## Document extract:
————
Significance and context
The Human Genome Mapping Project has published its draft of the entire sequence of the human genome, but the number of functional genes contained in the sequence is still a matter of controversy. The generation of expressed sequence tags (ESTs) has until now been the method of choice for the discovery of novel genes and splice variants. ESTs are nucleotide sequences generated from the ends of randomly selected cDNA clones. A few genes expressed at high level, however, represent a large proportion of the total transcripts and are thus more frequently represented in the EST database. Methods such as subtraction hybridization are often used to try to redress this imbalance. A more recent method of generating fragments of sequence data is by serial analysis of gene expression, or SAGE. Although this technique also reflects relative abundance, the difference is in the method of data generation. SAGE produces tags that are usually 10 bp long, which remarkably is sufficient to identify the transcript from which each tag comes. The process, though, concatenates many unrelated tags together, which are cloned and sequenced. The amount of information generated from SAGE is thus greater than that from ESTs. Some SAGE tags do not match EST data, however, and so SAGE data have previously been dismissed as resulting from sequencing errors. Chen et al. have carried out a detailed examination of SAGE data and find that this is not the case after all.
Systematic analysis of the probabilities of sequencing errors was carried out, and predictions based on these statistics were compared with the observed numbers of single-copy SAGE tags actually found in and between SAGE libraries.
The number of unique SAGE tags is, for the most part, not due to sequencing errors, and is rising with the total number of SAGE tags. Unmatched SAGE tags therefore represent as-yet unidentified genes in the human genome, and so, the authors conclude, more SAGE data will yield more novel genes. Thus, there are more genes in the human genome than suggested by EST data, and the authors propose that the number may be as much as an order of magnitude greater than first thought. The number of novel sequences found in EST data is falling with the increasing volume of EST data, and the authors conclude that this may be due to the reflection of high copy-number sequences by ESTs and also argue that including a subtraction process may actually result in novel transcripts being lost.
One of the results to come out of checking SAGE data was that the authors found that a gene transcribed in the forward direction of a sequence may have a different function to that transcribed in the reverse direction, and conclude that these must qualify as separate genes. They therefore challenge the practise of collecting together forward and reverse EST transcripts and ascribing them to the same gene, as in the UniGene Database, and conclude that this is also affecting the estimated number of genes in the genome.
It happens sometimes that scientists arrive at a tentative conclusion, based perhaps on an opinion, that over the course of time becomes accepted as a true explanation due to its repeated use, but which has never been formally examined. This paper has examined such a misconception and thus potentially prevented another one.
————
(Point-per-instance localization data)
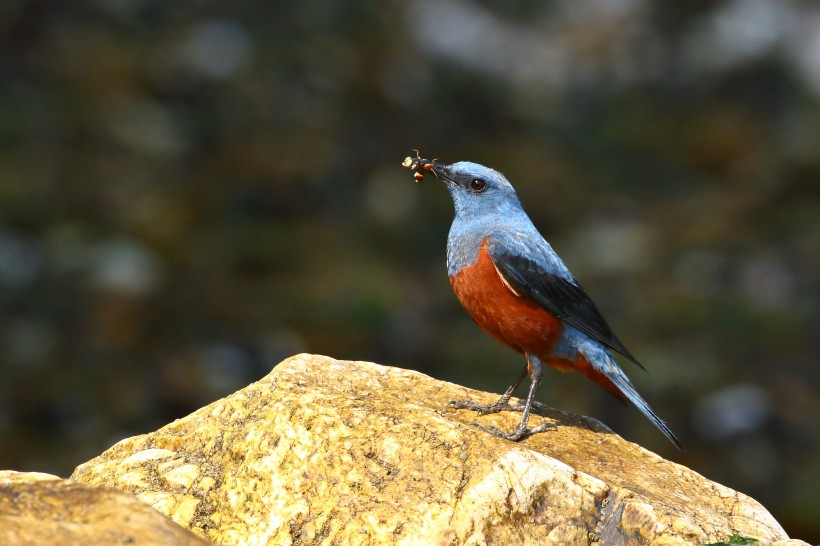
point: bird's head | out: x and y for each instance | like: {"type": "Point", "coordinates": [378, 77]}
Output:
{"type": "Point", "coordinates": [476, 190]}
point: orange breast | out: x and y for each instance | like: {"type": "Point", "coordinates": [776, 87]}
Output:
{"type": "Point", "coordinates": [514, 320]}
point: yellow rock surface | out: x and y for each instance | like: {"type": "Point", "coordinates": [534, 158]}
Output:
{"type": "Point", "coordinates": [323, 451]}
{"type": "Point", "coordinates": [42, 509]}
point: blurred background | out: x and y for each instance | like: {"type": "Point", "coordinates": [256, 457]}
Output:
{"type": "Point", "coordinates": [192, 191]}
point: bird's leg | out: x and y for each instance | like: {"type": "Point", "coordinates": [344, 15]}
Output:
{"type": "Point", "coordinates": [535, 369]}
{"type": "Point", "coordinates": [501, 404]}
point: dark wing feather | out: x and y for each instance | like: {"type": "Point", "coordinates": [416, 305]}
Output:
{"type": "Point", "coordinates": [561, 296]}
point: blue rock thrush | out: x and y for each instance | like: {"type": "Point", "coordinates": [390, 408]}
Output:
{"type": "Point", "coordinates": [514, 285]}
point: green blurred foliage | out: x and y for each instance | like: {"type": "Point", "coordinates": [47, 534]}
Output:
{"type": "Point", "coordinates": [190, 192]}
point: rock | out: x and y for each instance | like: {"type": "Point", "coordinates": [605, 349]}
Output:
{"type": "Point", "coordinates": [324, 451]}
{"type": "Point", "coordinates": [40, 508]}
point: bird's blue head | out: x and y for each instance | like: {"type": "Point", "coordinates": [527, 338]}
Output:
{"type": "Point", "coordinates": [477, 190]}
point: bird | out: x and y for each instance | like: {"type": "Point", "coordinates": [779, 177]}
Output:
{"type": "Point", "coordinates": [517, 289]}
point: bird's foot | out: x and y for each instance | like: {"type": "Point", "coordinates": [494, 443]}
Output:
{"type": "Point", "coordinates": [485, 409]}
{"type": "Point", "coordinates": [518, 434]}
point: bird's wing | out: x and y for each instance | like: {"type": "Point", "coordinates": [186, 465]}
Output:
{"type": "Point", "coordinates": [535, 271]}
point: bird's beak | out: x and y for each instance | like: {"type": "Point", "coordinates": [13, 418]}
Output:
{"type": "Point", "coordinates": [442, 172]}
{"type": "Point", "coordinates": [423, 166]}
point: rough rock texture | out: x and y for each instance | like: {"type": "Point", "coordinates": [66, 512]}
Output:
{"type": "Point", "coordinates": [335, 452]}
{"type": "Point", "coordinates": [37, 509]}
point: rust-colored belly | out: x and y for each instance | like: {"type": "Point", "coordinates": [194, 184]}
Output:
{"type": "Point", "coordinates": [514, 320]}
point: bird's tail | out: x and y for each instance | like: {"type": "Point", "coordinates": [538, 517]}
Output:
{"type": "Point", "coordinates": [625, 386]}
{"type": "Point", "coordinates": [607, 370]}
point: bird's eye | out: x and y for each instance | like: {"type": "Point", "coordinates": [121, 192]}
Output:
{"type": "Point", "coordinates": [476, 184]}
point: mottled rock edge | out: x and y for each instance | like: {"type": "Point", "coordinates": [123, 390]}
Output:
{"type": "Point", "coordinates": [323, 451]}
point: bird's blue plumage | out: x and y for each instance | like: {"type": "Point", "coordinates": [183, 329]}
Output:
{"type": "Point", "coordinates": [488, 212]}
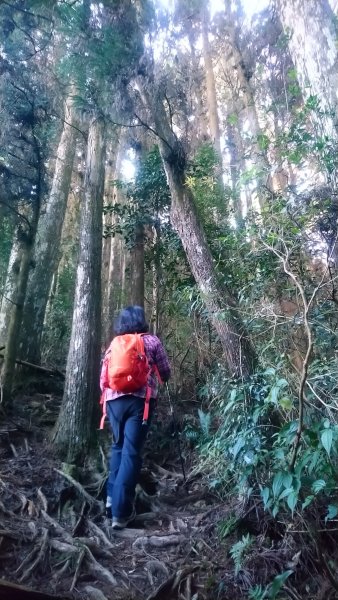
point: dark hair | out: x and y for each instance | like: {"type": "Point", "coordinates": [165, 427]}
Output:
{"type": "Point", "coordinates": [131, 320]}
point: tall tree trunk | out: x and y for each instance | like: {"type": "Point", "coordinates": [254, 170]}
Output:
{"type": "Point", "coordinates": [75, 423]}
{"type": "Point", "coordinates": [12, 341]}
{"type": "Point", "coordinates": [137, 250]}
{"type": "Point", "coordinates": [243, 100]}
{"type": "Point", "coordinates": [210, 84]}
{"type": "Point", "coordinates": [115, 279]}
{"type": "Point", "coordinates": [235, 161]}
{"type": "Point", "coordinates": [137, 267]}
{"type": "Point", "coordinates": [48, 241]}
{"type": "Point", "coordinates": [157, 278]}
{"type": "Point", "coordinates": [312, 38]}
{"type": "Point", "coordinates": [9, 290]}
{"type": "Point", "coordinates": [108, 221]}
{"type": "Point", "coordinates": [219, 301]}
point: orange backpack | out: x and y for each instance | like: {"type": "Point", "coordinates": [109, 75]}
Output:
{"type": "Point", "coordinates": [128, 370]}
{"type": "Point", "coordinates": [128, 367]}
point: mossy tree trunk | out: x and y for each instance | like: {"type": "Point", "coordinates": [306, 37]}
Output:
{"type": "Point", "coordinates": [48, 241]}
{"type": "Point", "coordinates": [219, 301]}
{"type": "Point", "coordinates": [75, 423]}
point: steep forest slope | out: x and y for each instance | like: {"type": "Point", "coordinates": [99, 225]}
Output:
{"type": "Point", "coordinates": [182, 158]}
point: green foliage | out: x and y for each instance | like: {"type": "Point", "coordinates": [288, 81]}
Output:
{"type": "Point", "coordinates": [146, 198]}
{"type": "Point", "coordinates": [271, 591]}
{"type": "Point", "coordinates": [5, 247]}
{"type": "Point", "coordinates": [204, 179]}
{"type": "Point", "coordinates": [240, 550]}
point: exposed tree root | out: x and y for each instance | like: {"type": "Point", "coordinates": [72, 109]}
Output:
{"type": "Point", "coordinates": [92, 501]}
————
## Problem 1:
Reproduce the summary on SAGE data word for word, from "One of the results" up to and including "in the genome.".
## Problem 2:
According to the summary on SAGE data, how long are the tags that SAGE usually produces?
Work only from the summary on SAGE data.

## Written solution 1:
One of the results to come out of checking SAGE data was that the authors found that a gene transcribed in the forward direction of a sequence may have a different function to that transcribed in the reverse direction, and conclude that these must qualify as separate genes. They therefore challenge the practise of collecting together forward and reverse EST transcripts and ascribing them to the same gene, as in the UniGene Database, and conclude that this is also affecting the estimated number of genes in the genome.

## Written solution 2:
They are usually 10 bp long.